■ PROMPT ■
Each line from the one holding "Look at the photo above. For every instance of the decor" through the final line of the data below is to be given again exactly, and no other line is to appear.

▼

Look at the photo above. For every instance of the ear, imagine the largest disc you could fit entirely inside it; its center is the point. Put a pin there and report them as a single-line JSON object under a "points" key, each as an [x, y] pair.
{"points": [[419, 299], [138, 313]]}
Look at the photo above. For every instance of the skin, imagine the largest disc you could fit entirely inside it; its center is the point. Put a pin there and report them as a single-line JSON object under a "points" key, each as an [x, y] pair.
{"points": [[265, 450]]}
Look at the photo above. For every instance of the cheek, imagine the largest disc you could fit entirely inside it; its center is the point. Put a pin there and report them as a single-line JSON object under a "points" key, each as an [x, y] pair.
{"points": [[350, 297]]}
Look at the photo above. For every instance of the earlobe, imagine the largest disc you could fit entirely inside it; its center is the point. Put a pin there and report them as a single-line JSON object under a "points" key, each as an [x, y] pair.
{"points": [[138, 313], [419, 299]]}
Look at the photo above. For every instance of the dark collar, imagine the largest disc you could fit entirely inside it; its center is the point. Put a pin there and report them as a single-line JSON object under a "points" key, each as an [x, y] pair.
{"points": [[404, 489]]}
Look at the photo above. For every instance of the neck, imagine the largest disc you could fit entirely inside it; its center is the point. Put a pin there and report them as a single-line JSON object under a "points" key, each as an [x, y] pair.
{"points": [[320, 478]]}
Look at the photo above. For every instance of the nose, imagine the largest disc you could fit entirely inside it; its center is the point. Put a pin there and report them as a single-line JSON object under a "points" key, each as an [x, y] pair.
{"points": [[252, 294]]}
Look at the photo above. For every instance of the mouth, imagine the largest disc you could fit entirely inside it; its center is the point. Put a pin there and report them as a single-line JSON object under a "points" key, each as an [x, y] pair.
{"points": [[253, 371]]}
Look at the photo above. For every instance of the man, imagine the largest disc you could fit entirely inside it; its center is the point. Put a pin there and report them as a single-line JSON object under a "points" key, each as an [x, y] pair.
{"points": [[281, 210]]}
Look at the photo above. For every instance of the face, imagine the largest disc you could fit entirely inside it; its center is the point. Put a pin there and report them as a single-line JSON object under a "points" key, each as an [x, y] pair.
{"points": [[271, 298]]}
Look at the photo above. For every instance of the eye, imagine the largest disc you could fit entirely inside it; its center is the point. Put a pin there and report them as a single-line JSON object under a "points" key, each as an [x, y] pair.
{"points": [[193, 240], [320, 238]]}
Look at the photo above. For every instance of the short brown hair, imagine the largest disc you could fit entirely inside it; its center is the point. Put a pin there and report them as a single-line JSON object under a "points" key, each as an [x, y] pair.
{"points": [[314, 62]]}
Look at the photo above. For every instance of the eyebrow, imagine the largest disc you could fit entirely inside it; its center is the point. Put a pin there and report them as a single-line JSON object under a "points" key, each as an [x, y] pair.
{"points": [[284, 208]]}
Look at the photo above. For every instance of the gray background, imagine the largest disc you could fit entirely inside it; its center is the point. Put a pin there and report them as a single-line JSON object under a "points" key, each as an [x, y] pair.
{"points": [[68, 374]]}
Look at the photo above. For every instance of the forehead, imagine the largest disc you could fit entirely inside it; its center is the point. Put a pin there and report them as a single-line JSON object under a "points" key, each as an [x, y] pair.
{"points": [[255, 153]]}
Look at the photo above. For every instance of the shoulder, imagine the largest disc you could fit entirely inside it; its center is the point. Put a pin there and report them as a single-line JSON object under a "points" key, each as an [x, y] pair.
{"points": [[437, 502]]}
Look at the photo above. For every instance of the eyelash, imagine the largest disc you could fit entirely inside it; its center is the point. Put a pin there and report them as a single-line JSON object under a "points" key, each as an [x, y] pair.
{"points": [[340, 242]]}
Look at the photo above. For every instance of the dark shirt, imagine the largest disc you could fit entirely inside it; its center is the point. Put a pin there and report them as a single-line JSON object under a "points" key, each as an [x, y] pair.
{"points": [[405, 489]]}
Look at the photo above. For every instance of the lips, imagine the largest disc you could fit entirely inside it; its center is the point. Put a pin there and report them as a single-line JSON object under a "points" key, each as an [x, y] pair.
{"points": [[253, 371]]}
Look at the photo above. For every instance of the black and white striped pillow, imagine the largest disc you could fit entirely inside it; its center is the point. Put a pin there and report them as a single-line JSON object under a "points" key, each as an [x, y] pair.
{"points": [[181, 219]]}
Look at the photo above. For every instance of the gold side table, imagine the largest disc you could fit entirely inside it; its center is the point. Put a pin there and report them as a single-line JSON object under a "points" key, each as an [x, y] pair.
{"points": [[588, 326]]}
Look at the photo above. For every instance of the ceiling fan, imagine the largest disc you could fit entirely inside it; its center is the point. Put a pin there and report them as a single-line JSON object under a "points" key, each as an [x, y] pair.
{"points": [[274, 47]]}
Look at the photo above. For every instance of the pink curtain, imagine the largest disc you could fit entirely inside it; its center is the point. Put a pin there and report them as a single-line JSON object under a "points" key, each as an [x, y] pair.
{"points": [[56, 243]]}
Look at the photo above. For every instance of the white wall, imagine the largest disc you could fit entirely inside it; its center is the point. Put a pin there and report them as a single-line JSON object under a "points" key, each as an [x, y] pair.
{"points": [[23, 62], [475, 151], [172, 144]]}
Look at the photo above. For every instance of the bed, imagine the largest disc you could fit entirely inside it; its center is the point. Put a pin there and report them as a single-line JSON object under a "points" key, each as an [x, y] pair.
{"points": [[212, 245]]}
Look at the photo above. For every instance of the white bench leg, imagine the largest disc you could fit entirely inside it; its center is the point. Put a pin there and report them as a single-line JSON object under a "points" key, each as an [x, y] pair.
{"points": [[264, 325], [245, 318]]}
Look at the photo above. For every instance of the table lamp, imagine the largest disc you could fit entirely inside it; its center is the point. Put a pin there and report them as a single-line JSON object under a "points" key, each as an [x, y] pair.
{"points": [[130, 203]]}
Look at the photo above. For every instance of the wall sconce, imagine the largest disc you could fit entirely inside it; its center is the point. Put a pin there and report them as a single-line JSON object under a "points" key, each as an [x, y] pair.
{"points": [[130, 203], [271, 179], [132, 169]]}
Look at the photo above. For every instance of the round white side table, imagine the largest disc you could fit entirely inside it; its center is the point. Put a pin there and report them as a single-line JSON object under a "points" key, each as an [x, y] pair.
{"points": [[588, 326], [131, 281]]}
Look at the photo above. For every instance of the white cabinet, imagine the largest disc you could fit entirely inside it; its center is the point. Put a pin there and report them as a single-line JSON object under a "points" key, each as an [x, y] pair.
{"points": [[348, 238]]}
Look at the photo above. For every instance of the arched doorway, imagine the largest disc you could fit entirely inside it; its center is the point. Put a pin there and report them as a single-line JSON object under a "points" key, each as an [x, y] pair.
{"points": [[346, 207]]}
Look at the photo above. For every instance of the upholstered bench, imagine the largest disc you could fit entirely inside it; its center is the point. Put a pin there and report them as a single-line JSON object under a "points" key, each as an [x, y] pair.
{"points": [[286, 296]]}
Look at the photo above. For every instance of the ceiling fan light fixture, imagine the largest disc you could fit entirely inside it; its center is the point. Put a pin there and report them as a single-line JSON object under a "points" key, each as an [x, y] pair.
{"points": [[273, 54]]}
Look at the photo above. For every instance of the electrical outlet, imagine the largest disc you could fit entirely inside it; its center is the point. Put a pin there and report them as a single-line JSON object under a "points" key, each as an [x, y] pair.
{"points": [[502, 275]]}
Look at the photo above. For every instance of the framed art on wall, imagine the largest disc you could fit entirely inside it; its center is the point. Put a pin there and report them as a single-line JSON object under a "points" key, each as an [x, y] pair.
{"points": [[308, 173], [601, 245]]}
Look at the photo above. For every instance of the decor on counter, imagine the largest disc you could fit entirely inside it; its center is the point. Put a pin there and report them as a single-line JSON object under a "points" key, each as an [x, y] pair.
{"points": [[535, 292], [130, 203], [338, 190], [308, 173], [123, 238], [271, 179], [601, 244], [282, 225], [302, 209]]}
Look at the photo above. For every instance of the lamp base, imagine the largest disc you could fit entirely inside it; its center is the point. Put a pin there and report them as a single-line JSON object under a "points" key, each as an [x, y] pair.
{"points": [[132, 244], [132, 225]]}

▲

■ RESPONSE TO THE TASK ■
Look at the photo above. For every instance of the decor on counter, imagine the largest disc you could fit entirely inside it; its center is the point. Put a pin there and report them as a single-line JSON object under a "points" key, each as an [x, y] pair.
{"points": [[535, 292], [130, 203], [338, 190], [308, 173], [123, 238], [271, 179], [601, 244], [282, 225], [302, 209]]}
Look at the photo above. For every instance of the lamp base, imagine the largest disc you could fit entirely inside it; its center is the point. Put a pin there and report them as a single-line JSON object under a "points" key, each as an [x, y] pair.
{"points": [[132, 244], [132, 225]]}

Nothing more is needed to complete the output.